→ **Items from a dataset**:
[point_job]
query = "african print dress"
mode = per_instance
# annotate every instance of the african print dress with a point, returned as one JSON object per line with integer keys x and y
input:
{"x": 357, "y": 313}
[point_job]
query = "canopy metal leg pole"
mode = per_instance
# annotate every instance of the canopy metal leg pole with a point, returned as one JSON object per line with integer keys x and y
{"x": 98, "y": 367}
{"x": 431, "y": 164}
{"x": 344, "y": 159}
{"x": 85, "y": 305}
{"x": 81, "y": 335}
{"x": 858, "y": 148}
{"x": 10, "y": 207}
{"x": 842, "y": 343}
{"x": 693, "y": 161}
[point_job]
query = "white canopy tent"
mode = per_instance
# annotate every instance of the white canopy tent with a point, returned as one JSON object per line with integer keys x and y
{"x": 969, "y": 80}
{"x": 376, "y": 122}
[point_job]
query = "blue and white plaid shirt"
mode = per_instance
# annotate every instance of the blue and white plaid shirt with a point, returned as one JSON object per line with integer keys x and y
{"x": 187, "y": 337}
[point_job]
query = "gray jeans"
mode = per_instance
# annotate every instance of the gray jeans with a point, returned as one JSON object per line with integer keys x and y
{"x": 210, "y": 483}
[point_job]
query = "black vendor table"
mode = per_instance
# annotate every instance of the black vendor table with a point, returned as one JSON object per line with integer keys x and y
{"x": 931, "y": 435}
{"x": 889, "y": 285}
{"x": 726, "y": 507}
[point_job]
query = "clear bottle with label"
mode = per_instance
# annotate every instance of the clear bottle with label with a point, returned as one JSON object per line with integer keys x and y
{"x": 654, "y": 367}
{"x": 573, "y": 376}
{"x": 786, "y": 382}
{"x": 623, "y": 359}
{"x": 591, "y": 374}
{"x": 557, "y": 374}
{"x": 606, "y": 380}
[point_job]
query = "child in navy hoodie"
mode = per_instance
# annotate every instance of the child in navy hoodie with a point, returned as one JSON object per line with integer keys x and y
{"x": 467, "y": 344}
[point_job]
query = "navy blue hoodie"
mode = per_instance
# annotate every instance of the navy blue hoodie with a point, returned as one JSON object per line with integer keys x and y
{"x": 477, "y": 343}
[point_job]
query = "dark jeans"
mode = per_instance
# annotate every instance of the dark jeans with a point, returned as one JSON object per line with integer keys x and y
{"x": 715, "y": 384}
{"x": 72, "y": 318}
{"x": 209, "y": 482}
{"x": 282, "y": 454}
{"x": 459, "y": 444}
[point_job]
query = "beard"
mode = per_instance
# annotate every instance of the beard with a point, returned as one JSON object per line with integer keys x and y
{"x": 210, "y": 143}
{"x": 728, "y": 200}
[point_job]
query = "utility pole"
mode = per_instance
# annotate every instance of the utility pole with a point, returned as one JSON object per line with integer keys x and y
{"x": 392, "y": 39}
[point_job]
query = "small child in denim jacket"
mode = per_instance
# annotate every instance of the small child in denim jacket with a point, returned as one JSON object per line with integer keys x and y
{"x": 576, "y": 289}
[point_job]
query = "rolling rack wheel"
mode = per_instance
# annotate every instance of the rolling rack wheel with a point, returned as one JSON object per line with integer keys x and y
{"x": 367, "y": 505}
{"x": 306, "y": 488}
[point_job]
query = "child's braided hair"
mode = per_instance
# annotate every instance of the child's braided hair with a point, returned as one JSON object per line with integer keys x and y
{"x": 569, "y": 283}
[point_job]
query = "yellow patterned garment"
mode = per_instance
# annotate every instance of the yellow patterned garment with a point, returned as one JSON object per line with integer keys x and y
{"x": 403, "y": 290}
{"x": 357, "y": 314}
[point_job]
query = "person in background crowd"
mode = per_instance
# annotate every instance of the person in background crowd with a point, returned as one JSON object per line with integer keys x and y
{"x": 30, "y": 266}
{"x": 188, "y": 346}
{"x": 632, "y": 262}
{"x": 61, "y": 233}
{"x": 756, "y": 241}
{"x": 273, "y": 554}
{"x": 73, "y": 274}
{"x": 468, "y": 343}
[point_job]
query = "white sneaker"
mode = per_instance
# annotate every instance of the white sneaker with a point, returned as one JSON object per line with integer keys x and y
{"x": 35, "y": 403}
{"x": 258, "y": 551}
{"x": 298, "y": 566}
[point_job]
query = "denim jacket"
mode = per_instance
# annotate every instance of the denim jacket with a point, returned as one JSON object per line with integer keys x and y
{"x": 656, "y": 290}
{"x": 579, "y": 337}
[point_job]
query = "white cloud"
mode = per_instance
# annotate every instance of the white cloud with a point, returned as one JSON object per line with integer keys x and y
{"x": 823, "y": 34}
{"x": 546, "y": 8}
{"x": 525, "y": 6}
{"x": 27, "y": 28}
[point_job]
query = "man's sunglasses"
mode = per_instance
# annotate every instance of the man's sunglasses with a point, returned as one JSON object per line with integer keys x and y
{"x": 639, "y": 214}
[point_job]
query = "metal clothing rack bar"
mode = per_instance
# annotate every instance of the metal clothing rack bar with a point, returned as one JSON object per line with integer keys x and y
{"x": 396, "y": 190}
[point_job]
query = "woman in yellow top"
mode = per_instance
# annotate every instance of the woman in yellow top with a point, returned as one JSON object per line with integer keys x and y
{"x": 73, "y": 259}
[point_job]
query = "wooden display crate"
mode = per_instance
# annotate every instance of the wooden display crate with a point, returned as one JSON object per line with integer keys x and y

→ **Problem requirements**:
Please restate the records in full, word for word.

→ **Output for this task**:
[point_job]
query = "african print dress"
mode = per_instance
# annotate every instance of the african print dress with a point, returned as one JSON object per line with integer keys x and y
input:
{"x": 357, "y": 313}
[point_job]
query = "canopy metal leg pole"
mode = per_instance
# annotate every instance of the canopy metal leg pole with a point, returned as one JSON object per line with integer keys x and y
{"x": 98, "y": 367}
{"x": 431, "y": 164}
{"x": 344, "y": 159}
{"x": 85, "y": 305}
{"x": 81, "y": 335}
{"x": 858, "y": 148}
{"x": 10, "y": 207}
{"x": 842, "y": 343}
{"x": 693, "y": 161}
[point_job]
query = "white canopy tent"
mode = per_instance
# annotate every instance of the white canopy tent with a point, returned as one JSON object per line with integer keys x and y
{"x": 969, "y": 80}
{"x": 376, "y": 122}
[point_job]
query = "blue and white plaid shirt"
mode = per_instance
# annotate every instance of the blue and white plaid shirt with a point, returned as one JSON object per line with integer keys x and y
{"x": 187, "y": 337}
[point_job]
query = "gray jeans"
mode = per_instance
# annotate every instance of the gray jeans with a point, returned as one JSON object per line with integer keys x and y
{"x": 210, "y": 483}
[point_job]
query = "black vendor table"
mode = per_instance
# annotate every instance of the black vendor table with a point, returned as one JSON object per line with integer keys x and y
{"x": 931, "y": 435}
{"x": 889, "y": 285}
{"x": 726, "y": 507}
[point_job]
query = "clear bottle with label"
mode = per_instance
# annotate every instance of the clear bottle with label with a point, returned as one JSON object per line with integer keys x and y
{"x": 654, "y": 367}
{"x": 573, "y": 376}
{"x": 786, "y": 382}
{"x": 623, "y": 359}
{"x": 591, "y": 374}
{"x": 557, "y": 374}
{"x": 606, "y": 380}
[point_job]
query = "child in navy hoodie"
mode = per_instance
# annotate every instance of the child in navy hoodie with a point, returned as one JSON object per line with integer keys x and y
{"x": 467, "y": 344}
[point_job]
query = "navy blue hoodie"
mode = per_instance
# annotate every instance of the navy blue hoodie with a point, returned as one JSON object per line with integer keys x and y
{"x": 477, "y": 343}
[point_job]
query = "dark jeans"
mode = per_instance
# annotate every instance of the dark jeans with a point, returned as one JSON object per line with integer keys x and y
{"x": 715, "y": 384}
{"x": 72, "y": 318}
{"x": 209, "y": 482}
{"x": 282, "y": 454}
{"x": 459, "y": 444}
[point_job]
query = "beard"
mode = per_instance
# annotate every instance of the beard with a point, returned as one JSON object per line with integer keys x and y
{"x": 210, "y": 143}
{"x": 728, "y": 200}
[point_job]
query = "utility pole"
mode = per_instance
# annotate every instance of the utility pole with a point, returned as one JSON object per line with integer keys x and y
{"x": 392, "y": 39}
[point_job]
query = "small child in denim jacket"
mode = per_instance
# annotate every instance of the small child in denim jacket with a point, returned as one JSON object per line with integer keys x and y
{"x": 576, "y": 289}
[point_job]
query = "rolling rack wheel"
mode = per_instance
# annotate every instance of the rolling rack wheel with a point, returned as one JSON object per line with integer keys x and y
{"x": 367, "y": 505}
{"x": 306, "y": 488}
[point_job]
query = "child's braided hair"
mode = per_instance
# annotate every instance of the child's braided hair with a point, returned as one JSON object per line with integer keys x and y
{"x": 569, "y": 283}
[point_job]
query = "yellow patterned garment"
mode = per_instance
# annotate every instance of the yellow patterned garment with a point, returned as one JSON object per line with integer keys x and y
{"x": 403, "y": 290}
{"x": 357, "y": 314}
[point_job]
query = "person in background crowd"
mode = per_instance
# annotate every instance of the person in background crowd with a point, returned as one JSON object per line with integer keys x and y
{"x": 30, "y": 266}
{"x": 188, "y": 346}
{"x": 632, "y": 262}
{"x": 61, "y": 233}
{"x": 756, "y": 241}
{"x": 273, "y": 554}
{"x": 73, "y": 274}
{"x": 468, "y": 343}
[point_job]
query = "white sneaker"
mode = per_instance
# annotate every instance of the white sneaker with a point, returned as one JSON object per line with integer keys x and y
{"x": 35, "y": 403}
{"x": 258, "y": 551}
{"x": 298, "y": 566}
[point_job]
query = "denim jacket"
mode = per_instance
# annotate every instance of the denim jacket with a point, returned as one JSON object per line with integer keys x and y
{"x": 656, "y": 290}
{"x": 579, "y": 337}
[point_job]
query = "white cloud"
mode = per_instance
# annotate every instance of the white cloud with a point, returned as one JSON object per line with integer keys x and y
{"x": 823, "y": 34}
{"x": 546, "y": 8}
{"x": 525, "y": 6}
{"x": 27, "y": 28}
[point_job]
query = "man's sunglasses"
mode = per_instance
# annotate every instance of the man's sunglasses with a point, returned as one JSON object per line with integer keys x and y
{"x": 639, "y": 214}
[point_job]
query = "metal clothing rack bar"
mode = per_instance
# annotate every instance of the metal clothing rack bar with a point, returned as one JSON object per line with integer keys x and y
{"x": 396, "y": 190}
[point_job]
query = "woman in yellow top"
mode = per_instance
# annotate every instance of the woman in yellow top with a point, returned as one JSON object per line with integer keys x and y
{"x": 73, "y": 259}
[point_job]
query = "wooden display crate"
mode = per_instance
# annotate every instance of the wooden display crate with a point, returned as one JSON object per line with integer keys x and y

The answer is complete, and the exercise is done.